* What is expected
Starting with the first line and going on through the line with "(164, 68), (179, 83)", give the lines again with "beanie" changed to "knit" and everything else left unchanged.
# # # # #
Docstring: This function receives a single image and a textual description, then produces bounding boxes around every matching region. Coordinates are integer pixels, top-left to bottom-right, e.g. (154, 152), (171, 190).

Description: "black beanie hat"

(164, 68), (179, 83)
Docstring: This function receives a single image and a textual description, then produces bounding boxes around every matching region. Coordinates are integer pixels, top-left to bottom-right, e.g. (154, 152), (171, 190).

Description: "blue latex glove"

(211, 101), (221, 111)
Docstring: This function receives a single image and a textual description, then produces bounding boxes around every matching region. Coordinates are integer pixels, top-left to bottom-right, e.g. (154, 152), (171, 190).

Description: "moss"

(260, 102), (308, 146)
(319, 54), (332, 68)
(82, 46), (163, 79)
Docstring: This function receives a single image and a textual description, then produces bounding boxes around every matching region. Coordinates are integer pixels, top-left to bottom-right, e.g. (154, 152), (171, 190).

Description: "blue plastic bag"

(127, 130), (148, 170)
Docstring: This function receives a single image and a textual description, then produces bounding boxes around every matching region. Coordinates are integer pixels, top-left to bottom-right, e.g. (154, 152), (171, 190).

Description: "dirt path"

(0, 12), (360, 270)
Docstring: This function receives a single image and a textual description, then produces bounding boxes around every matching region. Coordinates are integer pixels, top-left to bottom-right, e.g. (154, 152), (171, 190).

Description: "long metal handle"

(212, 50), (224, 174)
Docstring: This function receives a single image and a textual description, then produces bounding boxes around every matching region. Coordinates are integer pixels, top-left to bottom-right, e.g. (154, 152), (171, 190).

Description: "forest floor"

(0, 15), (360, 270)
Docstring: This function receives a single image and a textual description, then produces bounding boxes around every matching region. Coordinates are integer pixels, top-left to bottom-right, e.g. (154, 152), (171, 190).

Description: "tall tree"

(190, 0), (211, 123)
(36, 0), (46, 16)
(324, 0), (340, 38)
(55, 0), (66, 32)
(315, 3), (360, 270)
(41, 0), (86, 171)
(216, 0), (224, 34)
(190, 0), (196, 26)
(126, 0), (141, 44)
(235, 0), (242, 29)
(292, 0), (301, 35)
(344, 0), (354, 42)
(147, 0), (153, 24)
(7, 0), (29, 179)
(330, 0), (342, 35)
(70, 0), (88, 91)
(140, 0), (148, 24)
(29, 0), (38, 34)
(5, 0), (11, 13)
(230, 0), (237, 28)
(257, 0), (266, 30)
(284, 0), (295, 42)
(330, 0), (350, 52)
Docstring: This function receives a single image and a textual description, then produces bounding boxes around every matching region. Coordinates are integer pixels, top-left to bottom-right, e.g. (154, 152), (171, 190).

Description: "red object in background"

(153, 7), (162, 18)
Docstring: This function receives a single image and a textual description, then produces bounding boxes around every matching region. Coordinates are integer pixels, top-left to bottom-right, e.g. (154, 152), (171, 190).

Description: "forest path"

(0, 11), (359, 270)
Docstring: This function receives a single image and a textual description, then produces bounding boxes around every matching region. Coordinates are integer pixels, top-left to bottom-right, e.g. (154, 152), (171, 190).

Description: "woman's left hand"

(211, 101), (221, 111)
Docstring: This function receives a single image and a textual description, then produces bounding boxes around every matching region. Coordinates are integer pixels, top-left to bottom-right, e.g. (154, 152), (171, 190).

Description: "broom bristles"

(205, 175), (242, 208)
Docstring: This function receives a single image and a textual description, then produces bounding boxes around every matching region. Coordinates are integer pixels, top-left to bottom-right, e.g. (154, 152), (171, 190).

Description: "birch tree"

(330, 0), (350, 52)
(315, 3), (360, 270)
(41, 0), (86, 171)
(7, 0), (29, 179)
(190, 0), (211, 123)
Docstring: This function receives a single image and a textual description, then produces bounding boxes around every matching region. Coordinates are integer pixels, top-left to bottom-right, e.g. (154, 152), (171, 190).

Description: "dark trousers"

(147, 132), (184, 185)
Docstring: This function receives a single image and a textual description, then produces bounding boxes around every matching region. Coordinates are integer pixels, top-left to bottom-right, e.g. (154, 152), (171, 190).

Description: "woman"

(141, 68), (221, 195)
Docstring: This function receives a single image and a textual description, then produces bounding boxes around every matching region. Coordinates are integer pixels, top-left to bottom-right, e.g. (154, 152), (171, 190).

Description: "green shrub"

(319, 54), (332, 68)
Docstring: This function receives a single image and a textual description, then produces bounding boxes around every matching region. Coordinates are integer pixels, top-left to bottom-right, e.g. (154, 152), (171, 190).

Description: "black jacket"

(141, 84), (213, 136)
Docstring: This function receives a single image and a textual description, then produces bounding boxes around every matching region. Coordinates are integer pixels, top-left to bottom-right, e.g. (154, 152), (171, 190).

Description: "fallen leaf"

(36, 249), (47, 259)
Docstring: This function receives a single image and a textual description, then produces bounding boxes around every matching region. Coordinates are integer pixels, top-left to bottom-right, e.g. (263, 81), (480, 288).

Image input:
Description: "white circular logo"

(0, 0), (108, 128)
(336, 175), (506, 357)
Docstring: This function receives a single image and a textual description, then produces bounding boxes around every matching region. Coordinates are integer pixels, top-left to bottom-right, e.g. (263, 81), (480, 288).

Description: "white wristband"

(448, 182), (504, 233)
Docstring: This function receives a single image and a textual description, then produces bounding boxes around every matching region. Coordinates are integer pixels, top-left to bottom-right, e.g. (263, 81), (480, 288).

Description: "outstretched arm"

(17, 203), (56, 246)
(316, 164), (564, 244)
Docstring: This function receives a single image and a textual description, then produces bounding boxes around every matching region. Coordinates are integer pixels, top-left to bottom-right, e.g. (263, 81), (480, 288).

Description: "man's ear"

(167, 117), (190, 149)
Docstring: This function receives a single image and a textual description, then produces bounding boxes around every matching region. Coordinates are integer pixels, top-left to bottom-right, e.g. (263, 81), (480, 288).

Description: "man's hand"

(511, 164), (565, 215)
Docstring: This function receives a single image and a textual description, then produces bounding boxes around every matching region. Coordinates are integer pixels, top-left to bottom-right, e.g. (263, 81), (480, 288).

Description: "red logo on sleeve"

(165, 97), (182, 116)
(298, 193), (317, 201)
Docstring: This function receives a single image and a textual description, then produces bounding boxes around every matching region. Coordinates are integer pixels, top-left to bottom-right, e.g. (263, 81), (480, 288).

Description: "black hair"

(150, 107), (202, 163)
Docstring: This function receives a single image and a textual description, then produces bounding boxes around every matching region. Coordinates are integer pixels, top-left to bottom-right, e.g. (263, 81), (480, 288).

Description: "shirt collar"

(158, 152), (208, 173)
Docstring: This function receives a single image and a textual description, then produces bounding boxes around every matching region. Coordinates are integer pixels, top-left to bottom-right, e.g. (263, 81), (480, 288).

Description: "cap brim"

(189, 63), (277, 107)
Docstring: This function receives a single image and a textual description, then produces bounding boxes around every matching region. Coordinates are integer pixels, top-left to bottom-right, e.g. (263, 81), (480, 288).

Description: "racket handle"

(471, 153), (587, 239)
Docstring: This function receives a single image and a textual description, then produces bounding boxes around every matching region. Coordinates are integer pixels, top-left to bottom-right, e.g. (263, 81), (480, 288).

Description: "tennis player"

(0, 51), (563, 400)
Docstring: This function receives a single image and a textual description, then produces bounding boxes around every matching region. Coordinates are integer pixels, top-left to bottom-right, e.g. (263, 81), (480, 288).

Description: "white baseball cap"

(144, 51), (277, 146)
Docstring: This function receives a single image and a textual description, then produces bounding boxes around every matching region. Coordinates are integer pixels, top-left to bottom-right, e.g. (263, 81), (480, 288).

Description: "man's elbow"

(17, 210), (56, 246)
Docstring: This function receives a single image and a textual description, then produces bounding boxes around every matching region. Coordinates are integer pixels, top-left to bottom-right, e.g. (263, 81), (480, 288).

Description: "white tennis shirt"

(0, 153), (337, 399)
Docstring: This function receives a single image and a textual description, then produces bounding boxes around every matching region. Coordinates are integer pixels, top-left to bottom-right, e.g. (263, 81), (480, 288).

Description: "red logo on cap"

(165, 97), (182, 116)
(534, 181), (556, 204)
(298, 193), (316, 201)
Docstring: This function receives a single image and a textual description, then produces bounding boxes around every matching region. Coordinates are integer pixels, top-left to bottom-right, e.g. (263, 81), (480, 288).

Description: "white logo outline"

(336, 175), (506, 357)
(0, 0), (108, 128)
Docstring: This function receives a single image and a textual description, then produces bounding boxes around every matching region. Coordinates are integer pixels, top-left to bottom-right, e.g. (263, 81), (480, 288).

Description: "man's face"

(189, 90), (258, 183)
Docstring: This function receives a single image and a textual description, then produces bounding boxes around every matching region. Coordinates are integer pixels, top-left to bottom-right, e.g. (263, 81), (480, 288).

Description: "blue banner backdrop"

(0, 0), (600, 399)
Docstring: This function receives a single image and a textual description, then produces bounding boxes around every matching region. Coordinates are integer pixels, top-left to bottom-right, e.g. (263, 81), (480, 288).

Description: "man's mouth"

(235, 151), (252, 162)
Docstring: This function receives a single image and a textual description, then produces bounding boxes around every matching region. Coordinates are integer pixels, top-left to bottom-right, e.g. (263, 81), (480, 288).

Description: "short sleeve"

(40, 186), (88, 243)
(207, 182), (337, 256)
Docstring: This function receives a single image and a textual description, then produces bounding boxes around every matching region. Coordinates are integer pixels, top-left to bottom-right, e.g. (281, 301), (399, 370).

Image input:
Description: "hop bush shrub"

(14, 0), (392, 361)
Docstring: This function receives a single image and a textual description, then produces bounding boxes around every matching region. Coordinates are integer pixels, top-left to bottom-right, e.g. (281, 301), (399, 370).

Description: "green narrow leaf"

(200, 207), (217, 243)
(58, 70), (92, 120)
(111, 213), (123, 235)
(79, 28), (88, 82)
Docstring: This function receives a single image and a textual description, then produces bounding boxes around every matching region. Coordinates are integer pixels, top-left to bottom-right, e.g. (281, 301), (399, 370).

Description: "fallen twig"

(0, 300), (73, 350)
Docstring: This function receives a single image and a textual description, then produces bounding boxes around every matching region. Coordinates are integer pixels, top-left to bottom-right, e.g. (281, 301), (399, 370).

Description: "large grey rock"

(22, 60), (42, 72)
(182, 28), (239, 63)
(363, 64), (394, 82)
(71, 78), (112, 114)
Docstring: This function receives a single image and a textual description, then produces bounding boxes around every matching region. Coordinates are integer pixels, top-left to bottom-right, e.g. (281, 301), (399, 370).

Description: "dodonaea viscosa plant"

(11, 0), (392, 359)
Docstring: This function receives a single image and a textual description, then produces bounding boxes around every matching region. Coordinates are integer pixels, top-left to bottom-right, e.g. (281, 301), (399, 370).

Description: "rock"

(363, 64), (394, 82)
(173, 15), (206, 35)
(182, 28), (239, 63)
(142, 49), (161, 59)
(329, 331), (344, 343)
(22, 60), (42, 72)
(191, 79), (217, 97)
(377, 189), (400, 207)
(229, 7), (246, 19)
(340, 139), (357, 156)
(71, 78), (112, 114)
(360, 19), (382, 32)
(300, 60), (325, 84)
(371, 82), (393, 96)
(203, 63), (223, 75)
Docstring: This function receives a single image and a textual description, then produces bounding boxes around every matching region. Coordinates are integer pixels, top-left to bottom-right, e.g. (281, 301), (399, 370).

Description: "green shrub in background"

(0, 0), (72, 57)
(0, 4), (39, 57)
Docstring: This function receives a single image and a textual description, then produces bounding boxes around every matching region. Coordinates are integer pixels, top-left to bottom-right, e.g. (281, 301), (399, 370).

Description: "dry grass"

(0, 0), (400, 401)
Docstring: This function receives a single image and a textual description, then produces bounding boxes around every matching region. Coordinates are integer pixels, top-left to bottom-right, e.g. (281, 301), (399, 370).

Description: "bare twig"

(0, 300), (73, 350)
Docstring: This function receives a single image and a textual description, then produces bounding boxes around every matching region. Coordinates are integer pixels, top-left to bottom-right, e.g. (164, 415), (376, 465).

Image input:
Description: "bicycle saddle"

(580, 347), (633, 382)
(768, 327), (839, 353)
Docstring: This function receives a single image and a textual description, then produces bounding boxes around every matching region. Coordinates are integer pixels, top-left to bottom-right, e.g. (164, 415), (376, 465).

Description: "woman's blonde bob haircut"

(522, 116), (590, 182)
# # # # #
* Response
Docstring: This function receives a single image and a textual description, then produces bounding boxes around every matching region. Coordinates are integer pixels, top-left to bottom-right, e.g. (154, 152), (171, 190).

Description: "black knit hat"

(164, 68), (179, 83)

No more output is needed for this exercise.